═══ Extract ═══

I feel like the fetishization of the "job" is detrimental to society and individuals. I've been in a situation where I could really quickly develop automation that would replace a team of 15 people hammering on spreadsheets all day. The project was canned because we didn't want to put 15 people out of work. The way I see it, there were some distinct outcomes for possible decisions:

1: The automation project is canned. Nothing changes.

2: I get the automation done, 15 people are out of jobs. They have to seek new employment, or otherwise find out what to do with their lives. They are displaced in an unpleasant way, and the lives of many of them may be heavily damaged for at least the short term. The company saves over a million dollars a year.

3: I get the automation done, the company re-tasks the workers to other parts of the company. They aren't out of jobs, but they have to adjust and re-train and learn new things. Some are happy, most are annoyed, but nobody is seriously hurt. Some people are unable to adjust and maybe eventually get let go.

4: The automation is done, and the company continues paying the employees who now are being paid to do nothing at all. They can relax, or work on hobbies, or whatever they like.

The interesting part for me is that 2 has the greatest advantage for the company, 3 is a good compromise, 4 is the best scenario for the employees without even harming the company more than the cost of my time (which isn't really all that expensive in the big term; less than a day's pay for all the employees together), and 1 is the worst case scenario for everybody, but they chose 1 because the "job" is sacred. 1 and 4 are nearly the same from the perspective of the company, so rather than improving anything, they choose to be inefficient, wasteful welfare.

═══ Data lines ═══

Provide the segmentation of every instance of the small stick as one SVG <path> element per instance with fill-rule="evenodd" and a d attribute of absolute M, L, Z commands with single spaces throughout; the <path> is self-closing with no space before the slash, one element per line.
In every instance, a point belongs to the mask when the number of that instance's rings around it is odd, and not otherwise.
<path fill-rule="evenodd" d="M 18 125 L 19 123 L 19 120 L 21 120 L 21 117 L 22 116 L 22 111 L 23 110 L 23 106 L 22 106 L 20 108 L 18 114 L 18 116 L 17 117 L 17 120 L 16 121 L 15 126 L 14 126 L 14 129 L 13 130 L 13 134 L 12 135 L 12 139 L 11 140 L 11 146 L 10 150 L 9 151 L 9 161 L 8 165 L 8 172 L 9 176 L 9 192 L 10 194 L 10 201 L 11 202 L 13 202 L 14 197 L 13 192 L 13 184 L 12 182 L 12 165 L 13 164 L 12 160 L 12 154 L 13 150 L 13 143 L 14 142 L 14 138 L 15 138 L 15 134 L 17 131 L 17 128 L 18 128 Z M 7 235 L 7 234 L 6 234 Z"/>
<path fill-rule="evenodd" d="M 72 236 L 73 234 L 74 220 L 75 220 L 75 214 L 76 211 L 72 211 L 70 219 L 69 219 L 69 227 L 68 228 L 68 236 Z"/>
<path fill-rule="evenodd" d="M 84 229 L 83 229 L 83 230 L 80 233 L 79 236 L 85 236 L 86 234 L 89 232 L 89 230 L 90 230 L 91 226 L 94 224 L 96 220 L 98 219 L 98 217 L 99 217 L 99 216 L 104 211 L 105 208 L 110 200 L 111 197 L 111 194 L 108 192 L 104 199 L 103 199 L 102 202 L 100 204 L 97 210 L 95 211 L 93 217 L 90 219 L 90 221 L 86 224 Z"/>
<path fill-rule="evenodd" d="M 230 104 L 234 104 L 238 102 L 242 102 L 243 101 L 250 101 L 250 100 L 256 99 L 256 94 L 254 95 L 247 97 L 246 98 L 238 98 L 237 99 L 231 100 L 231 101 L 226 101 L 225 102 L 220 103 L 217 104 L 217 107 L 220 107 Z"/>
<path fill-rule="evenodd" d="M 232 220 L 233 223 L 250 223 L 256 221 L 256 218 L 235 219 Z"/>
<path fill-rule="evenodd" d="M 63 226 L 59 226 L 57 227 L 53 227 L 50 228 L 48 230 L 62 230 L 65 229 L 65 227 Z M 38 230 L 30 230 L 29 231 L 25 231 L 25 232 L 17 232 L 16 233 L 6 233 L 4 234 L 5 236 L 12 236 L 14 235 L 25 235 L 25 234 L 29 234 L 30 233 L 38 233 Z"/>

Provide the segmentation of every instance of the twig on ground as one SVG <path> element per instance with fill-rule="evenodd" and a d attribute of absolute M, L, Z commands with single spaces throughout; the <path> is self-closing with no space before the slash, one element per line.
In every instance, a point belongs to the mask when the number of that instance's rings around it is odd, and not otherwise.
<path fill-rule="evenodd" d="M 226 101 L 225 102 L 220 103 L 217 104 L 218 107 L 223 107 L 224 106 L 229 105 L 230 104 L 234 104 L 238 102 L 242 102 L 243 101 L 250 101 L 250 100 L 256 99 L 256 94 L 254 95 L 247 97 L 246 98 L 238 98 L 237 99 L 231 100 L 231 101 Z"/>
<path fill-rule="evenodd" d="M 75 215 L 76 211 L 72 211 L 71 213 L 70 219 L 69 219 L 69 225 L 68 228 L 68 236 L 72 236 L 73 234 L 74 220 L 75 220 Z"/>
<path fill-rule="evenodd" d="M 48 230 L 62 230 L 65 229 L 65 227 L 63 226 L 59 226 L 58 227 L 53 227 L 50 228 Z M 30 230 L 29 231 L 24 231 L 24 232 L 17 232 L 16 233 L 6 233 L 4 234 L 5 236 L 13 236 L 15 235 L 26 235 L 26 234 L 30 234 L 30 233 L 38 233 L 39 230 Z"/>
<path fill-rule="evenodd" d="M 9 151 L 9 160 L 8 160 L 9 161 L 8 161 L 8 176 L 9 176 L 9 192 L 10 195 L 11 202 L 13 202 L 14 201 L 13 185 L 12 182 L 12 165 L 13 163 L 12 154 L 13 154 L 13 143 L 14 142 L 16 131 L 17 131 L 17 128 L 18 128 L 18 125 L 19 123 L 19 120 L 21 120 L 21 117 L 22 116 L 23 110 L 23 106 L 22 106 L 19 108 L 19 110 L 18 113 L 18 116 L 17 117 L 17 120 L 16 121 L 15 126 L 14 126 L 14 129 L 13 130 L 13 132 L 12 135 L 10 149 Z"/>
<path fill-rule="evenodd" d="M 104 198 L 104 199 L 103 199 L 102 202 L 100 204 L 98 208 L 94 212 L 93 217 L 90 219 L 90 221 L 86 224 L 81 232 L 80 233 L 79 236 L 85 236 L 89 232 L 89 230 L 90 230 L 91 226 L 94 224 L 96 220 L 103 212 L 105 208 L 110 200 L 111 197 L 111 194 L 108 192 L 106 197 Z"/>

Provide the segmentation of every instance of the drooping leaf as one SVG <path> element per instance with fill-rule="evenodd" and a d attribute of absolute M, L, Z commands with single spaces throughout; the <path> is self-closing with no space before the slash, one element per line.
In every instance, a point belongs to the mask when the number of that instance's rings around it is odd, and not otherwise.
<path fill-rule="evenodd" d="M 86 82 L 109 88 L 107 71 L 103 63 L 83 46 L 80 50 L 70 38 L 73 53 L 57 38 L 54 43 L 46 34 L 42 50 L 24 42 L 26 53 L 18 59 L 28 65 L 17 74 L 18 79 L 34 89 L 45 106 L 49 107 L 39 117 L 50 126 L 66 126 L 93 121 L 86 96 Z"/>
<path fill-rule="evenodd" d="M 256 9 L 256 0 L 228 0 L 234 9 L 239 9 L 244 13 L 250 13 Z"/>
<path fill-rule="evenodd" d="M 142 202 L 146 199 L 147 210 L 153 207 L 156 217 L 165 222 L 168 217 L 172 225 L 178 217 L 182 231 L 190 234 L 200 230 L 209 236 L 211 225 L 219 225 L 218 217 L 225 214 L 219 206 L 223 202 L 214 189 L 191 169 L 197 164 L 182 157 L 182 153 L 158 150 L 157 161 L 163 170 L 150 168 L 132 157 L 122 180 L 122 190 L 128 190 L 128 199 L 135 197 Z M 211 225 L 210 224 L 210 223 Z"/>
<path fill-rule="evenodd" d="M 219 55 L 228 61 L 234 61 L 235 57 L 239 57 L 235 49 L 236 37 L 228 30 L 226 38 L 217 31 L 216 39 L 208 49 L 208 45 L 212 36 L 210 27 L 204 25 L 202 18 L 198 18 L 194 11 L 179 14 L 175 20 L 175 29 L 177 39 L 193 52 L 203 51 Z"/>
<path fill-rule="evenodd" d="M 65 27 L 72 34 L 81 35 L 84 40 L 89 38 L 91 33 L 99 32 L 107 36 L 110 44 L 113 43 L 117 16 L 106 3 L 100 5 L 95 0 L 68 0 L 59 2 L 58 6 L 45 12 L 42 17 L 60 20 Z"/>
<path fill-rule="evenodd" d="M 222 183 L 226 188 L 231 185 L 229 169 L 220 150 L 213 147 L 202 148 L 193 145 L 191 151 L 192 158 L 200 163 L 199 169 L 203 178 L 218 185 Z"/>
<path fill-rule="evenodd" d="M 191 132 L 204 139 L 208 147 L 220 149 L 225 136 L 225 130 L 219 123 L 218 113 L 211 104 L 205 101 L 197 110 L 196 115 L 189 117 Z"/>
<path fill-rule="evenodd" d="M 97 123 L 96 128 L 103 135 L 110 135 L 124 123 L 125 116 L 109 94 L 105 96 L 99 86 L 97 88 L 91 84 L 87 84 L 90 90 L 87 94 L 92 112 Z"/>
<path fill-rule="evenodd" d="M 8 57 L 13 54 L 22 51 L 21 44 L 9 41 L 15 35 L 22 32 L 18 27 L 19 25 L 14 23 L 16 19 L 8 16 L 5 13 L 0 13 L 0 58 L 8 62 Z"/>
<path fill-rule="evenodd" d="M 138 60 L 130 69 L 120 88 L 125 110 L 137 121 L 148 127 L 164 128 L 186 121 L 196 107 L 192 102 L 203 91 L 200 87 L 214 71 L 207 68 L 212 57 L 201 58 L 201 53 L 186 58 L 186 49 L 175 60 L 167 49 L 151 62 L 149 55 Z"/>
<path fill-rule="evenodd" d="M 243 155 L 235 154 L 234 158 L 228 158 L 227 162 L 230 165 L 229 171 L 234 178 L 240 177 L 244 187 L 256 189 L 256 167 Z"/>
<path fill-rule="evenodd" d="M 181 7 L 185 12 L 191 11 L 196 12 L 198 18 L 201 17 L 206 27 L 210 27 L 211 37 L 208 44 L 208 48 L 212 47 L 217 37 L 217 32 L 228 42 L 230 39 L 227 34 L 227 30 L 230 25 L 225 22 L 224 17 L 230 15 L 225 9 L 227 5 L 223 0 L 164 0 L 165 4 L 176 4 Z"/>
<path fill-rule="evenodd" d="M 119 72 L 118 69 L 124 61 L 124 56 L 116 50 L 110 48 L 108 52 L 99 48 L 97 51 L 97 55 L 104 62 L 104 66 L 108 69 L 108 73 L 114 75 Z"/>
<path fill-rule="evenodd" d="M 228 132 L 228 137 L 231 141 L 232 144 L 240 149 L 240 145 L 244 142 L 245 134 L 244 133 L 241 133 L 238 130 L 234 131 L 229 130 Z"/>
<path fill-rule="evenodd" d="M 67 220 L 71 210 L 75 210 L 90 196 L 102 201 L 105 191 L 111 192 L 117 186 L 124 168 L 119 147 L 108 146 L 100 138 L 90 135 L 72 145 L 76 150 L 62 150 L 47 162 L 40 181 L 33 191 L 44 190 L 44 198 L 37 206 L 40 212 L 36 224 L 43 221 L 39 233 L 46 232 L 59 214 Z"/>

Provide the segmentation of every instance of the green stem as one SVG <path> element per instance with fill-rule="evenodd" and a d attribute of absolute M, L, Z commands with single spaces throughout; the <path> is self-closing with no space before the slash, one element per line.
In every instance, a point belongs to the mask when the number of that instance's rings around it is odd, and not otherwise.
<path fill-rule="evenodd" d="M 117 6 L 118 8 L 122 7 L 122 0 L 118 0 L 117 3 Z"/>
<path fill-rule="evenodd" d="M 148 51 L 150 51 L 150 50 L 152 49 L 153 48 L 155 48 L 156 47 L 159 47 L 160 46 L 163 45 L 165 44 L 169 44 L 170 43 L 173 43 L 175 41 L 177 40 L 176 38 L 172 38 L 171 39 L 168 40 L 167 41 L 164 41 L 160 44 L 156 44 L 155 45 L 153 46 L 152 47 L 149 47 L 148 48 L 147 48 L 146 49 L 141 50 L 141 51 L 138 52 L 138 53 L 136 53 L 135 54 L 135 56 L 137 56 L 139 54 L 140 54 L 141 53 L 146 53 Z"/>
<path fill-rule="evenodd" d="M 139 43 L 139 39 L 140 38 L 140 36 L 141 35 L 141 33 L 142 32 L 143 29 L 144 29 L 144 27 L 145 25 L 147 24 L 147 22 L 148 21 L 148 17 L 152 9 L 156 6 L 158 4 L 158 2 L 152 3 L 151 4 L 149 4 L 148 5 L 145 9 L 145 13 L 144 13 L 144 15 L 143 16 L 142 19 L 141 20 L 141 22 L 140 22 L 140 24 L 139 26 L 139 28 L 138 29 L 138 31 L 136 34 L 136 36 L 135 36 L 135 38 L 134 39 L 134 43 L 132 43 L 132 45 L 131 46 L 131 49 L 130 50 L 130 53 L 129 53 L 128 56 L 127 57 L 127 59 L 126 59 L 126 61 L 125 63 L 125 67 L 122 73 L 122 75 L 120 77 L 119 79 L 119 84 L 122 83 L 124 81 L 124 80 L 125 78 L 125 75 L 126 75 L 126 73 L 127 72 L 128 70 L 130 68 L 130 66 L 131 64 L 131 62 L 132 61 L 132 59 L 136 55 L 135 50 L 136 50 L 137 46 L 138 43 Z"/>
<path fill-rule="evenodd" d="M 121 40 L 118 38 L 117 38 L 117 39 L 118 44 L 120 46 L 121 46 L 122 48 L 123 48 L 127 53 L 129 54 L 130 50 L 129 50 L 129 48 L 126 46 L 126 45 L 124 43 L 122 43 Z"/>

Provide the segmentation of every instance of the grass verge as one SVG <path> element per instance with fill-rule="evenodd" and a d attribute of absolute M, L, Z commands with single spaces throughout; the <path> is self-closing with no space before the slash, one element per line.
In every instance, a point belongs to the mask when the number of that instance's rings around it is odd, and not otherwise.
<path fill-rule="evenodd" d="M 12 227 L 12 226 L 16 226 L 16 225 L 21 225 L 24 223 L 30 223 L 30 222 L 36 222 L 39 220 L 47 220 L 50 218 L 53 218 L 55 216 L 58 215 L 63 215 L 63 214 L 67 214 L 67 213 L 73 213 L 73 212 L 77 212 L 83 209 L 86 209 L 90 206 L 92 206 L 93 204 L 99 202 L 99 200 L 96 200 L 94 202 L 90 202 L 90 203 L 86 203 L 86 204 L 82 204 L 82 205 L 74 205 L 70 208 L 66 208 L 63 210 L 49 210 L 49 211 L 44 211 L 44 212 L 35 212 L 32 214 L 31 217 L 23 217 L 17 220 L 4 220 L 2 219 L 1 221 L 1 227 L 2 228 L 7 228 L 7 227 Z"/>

═══

Written request A: Rewrite the post on automation from "1: The automation" to "whatever they like.", changing every "company" to "firm".
Written request B: According to the post on automation, what would the re-tasked workers in outcome 3 have to do? List each thing.
Written request C: Resume the post on automating the spreadsheet team's work, picking up after its final sentence.

Reply A:
1: The automation project is canned. Nothing changes.

2: I get the automation done, 15 people are out of jobs. They have to seek new employment, or otherwise find out what to do with their lives. They are displaced in an unpleasant way, and the lives of many of them may be heavily damaged for at least the short term. The firm saves over a million dollars a year.

3: I get the automation done, the firm re-tasks the workers to other parts of the firm. They aren't out of jobs, but they have to adjust and re-train and learn new things. Some are happy, most are annoyed, but nobody is seriously hurt. Some people are unable to adjust and maybe eventually get let go.

4: The automation is done, and the firm continues paying the employees who now are being paid to do nothing at all. They can relax, or work on hobbies, or whatever they like.

Reply B:
- adjust
- re-train
- learn new things

Reply C:
People want welfare to exist, but they don't like the idea of "freeloaders", so they force people to do useless, Sisyphean work. It's extraordinarily wasteful.

Maybe life could be better for everybody if losing your job couldn't completely destroy your life. We could automate things and improve things faster without having to hold back progress because "people could lose their jobs", we could dismantle destructive industries that currently are kept afloat because "Hey, that's 80 thousand jobs!" People could leave jobs that they feel are ethically wrong, rather than being trapped into doing something they think is evil because they need to feed their families.

wccrawford · on June 7, 2022

>4: The automation is done, and the company continues paying the employees who now are being paid to do nothing at all. They can relax, or work on hobbies, or whatever they like.

I'm not sure this is a great outcome. It soft-locks them into their current position without any great motivation to better themselves. It also creates resentment in those around them. When the company does eventually let them go, only the most forward-thinking will still have useful job skills and can find another job.

Sure, they could quit or request a different job, but how many people can recognize those mental problems coming ahead of time and avoid it? Most people are going to be fat and happy and do nothing to get ahead. I don't even blame them. It'd be incredibly tempting for me, too. In fact, since I've been at this company so long and basically stopped growing, I kind of already have fallen into that trap. It's a pretty comfy trap since I like my work and I get paid pretty well for it. It's just not forward-looking at all.

Firmwarrior · on June 7, 2022

Tangential: It looks to me like you've got some impostor syndrome creeping up on you. IMO you should do some game modding or addon development. It's a piece of cake, you'll look like a genius to your gaming buddies, and you'll have fun in the process

UnpossibleJim · on June 7, 2022

I mean this is the idea of Universal Basic Income, but with that also comes it's own set of problems.

[1] Who, then, programs and builds the next generation of automation... innovation would have to continue. These people would still go in for the grind, I guess it would be for more money but at some point would the tiered tax rates make it worth it?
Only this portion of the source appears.